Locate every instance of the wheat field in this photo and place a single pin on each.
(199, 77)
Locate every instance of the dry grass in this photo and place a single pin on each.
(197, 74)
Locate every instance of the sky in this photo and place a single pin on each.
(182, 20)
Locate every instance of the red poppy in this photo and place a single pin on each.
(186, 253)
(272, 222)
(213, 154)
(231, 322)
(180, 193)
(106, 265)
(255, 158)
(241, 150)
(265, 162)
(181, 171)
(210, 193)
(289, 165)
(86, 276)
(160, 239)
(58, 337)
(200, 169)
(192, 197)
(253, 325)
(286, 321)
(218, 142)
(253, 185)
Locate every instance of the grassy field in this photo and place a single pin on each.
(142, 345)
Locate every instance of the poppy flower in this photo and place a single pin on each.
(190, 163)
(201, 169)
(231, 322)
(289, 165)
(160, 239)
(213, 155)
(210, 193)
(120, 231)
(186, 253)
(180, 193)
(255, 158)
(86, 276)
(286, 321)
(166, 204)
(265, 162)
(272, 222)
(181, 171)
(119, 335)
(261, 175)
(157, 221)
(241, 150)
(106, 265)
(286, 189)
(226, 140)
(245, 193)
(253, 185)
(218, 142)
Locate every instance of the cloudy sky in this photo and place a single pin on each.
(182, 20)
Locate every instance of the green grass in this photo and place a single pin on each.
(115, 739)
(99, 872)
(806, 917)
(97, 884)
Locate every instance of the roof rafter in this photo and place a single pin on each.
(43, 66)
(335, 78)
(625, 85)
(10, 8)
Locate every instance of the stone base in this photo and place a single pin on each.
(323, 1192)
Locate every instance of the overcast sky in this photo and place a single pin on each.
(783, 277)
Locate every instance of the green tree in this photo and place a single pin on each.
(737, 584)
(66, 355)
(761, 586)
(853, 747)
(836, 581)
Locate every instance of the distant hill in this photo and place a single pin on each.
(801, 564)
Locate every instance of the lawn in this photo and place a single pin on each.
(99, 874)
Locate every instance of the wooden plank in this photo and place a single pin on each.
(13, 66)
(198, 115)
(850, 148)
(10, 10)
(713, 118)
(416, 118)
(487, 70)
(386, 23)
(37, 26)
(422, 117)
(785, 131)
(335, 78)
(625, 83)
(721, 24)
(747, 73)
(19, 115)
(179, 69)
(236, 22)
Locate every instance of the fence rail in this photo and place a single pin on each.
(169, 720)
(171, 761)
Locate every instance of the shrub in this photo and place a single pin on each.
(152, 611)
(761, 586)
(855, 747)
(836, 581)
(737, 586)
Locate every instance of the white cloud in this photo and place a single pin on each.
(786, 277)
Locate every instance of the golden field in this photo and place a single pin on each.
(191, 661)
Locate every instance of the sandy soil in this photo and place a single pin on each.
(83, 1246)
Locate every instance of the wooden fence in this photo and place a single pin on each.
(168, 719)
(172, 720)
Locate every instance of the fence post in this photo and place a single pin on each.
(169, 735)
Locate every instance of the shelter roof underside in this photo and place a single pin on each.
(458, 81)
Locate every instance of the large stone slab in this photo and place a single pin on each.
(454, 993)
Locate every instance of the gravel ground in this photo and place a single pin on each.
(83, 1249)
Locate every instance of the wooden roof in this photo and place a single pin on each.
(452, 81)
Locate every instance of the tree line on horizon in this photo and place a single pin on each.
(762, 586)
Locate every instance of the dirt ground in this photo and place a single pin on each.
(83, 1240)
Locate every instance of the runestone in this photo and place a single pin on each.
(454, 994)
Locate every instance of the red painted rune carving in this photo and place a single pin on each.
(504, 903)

**AIM OF THE EXERCISE**
Output the line that contains "Locate every instance of the large", followed by every later line in the listing, with no line omitted and none added.

**ANSWER FOR THE TASK**
Locate every instance of the large stone slab in this photo and place a single pin on each.
(454, 993)
Locate every instance of the gravel ground in this photo and place a single pin on each.
(83, 1249)
Locate every instance of the wooden roof in this photo and place a single pin on each.
(452, 81)
Locate every instance of the tree line on horizon in this photo and place a single pin on each.
(762, 586)
Locate every instance of the dirt ground in this photo and place a single pin on each.
(83, 1240)
Locate every instance of the runestone in this photo and place a single pin on each.
(454, 994)
Locate every instance of the red painted rune carving in this photo and place a single pin on each.
(504, 903)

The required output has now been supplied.